→ **Set problem A**: Decide whether each statement agrees with the forum thread on Ernesto Colnago's 80th birthday below. Answer yes or no for each, and quote the thread's deciding words exactly. (i) Ernesto Colnago turns 80 on the day of the first post. (ii) Salsa_Lover does not yet own a pink sweater. (iii) kbwh calls the bike perfect.
→ **Set problem B**: Transcribe the Colnago birthday thread below, from "Yes, and golden" up to and including "(Dec 2, 2010)".
→ **Set problem C**: Go on with the forum thread on Ernesto Colnago's 80th birthday from the point where it stops.

→ **Source**:
# Happy 80, Ernesto!



## kbwh (May 28, 2010)

Ernesto Colnago is 80 years old today. You have the chance to buy 1/80 of a little celebration.
C59 Ottanta | Colnago


----------



## onefour02 (Jan 7, 2009)

happy birthday!!


----------



## Creakyknees (Sep 21, 2003)

That bike made me spontaneously say "ooooooooh"


----------



## Salsa_Lover (Jul 6, 2008)

Arabesque inspired gold bike :thumbsup:


----------



## kbwh (May 28, 2010)

Me wants those Boras...
Bike is almost perfect. It would have been perfect if Ernesto had talked Valentino into making the red on that SR EPS group gold.
Salsa, you obviously need a pink lamb wool sweater.


----------



## Salsa_Lover (Jul 6, 2008)

Yes, and golden Vittoria valves too.

And the pink sweater I already have it 

Nice detail on the original 50's logos


----------



## Cinelli 82220 (Dec 2, 2010)

→ **Stored rows**:
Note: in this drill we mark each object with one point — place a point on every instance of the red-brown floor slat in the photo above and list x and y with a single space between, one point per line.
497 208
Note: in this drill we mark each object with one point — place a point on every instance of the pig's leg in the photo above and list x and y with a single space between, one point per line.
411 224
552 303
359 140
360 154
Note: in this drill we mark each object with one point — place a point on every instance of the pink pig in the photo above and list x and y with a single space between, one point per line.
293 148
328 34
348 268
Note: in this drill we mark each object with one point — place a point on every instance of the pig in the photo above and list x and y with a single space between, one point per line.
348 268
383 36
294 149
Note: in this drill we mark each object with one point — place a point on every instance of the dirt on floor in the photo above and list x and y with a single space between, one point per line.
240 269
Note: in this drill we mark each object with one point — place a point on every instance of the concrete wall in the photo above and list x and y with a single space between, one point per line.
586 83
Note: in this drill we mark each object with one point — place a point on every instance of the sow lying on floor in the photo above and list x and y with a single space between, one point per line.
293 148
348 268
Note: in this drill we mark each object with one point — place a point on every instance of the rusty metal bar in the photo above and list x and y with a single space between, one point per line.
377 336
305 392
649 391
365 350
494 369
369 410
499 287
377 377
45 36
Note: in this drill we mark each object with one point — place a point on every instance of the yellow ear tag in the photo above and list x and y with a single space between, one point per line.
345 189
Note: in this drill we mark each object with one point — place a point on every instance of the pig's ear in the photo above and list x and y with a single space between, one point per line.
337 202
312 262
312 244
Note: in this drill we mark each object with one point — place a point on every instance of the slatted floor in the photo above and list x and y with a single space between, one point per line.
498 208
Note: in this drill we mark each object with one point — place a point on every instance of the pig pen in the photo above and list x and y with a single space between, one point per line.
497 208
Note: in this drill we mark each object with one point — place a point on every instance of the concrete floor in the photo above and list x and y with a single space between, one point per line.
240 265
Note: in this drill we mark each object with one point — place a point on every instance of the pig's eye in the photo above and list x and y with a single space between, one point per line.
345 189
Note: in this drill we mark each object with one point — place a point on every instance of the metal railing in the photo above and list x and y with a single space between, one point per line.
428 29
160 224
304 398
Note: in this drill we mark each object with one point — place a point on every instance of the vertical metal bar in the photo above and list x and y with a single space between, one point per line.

→ **Final answer A**:
(i) Yes: "Ernesto Colnago is 80 years old today."
(ii) No: "And the pink sweater I already have it"
(iii) No: "Bike is almost perfect."

→ **Final answer B**:
Yes, and golden Vittoria valves too.

And the pink sweater I already have it 

Nice detail on the original 50's logos


----------



## Cinelli 82220 (Dec 2, 2010)

→ **Final answer C**:
Very nice bike. Those Arabesque lugs emulate the similar pattern of Gloria lugs, where Ernesto Colnago and Faliero Masi both worked?
Colnago has made several limited editions lately and they have all been extremely well done.

And props to Ernesto for doing so well at 80!

He has the coolest office in the world.


----------



## merckxman (Jan 23, 2002)

Interesting about the "new" old headbadge and the old headbadge:
ITALIAN CYCLING JOURNAL: Ernesto Colnago Celebrates 80th Birthday with Limited Edition Bike

Oddly, today it became known that Colnago has been dropped as sponsor of the Gran Fondo USA series, the new sponsor is Cannondale:
ITALIAN CYCLING JOURNAL: GranFondo USA Series Changes from Colnago to Cannondale


----------



## Jbartmc (Sep 14, 2007)

This is what a special edition bike should be, it looks great and nicely pays homage to Colnago's past bicycles.


----------



## Devastazione (Dec 8, 2011)

Grande Ernesto,un felice e ricchissimo compleanno. Sei un mito !!!

A life of hard work,dedication,passion,genius,a life as a true passionate Italian ! 

And he doesn't look 80 at all to me :thumbsup:


----------



## one80 (Feb 22, 2006)

I... must... have...


----------



## Salsa_Lover (Jul 6, 2008)

let's compare with the original


----------



## Cinelli 82220 (Dec 2, 2010)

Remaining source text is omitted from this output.